- **The exercise**:
Show every line in the records below that contains the word "cliff", copying each line unchanged. Treat uppercase and lowercase as different.

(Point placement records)

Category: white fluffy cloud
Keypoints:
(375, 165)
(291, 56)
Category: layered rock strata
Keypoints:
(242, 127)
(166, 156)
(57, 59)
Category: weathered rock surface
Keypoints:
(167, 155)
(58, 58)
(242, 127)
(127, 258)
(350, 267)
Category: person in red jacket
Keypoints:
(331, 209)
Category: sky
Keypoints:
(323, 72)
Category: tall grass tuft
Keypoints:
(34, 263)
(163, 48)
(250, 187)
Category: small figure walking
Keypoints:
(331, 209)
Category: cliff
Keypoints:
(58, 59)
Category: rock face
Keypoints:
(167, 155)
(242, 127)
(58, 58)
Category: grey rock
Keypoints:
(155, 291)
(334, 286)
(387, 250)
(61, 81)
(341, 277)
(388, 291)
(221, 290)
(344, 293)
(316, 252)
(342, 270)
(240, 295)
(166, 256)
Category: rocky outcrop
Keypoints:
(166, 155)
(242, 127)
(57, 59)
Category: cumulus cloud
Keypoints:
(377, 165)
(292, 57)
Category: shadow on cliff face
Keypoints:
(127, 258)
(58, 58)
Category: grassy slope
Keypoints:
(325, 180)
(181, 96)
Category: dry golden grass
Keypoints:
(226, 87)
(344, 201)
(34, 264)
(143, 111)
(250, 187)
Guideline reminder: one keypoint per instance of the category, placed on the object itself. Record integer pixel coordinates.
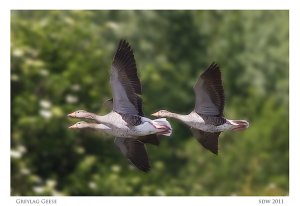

- **Exercise output**:
Category: cliff
Category: shadow on cliff face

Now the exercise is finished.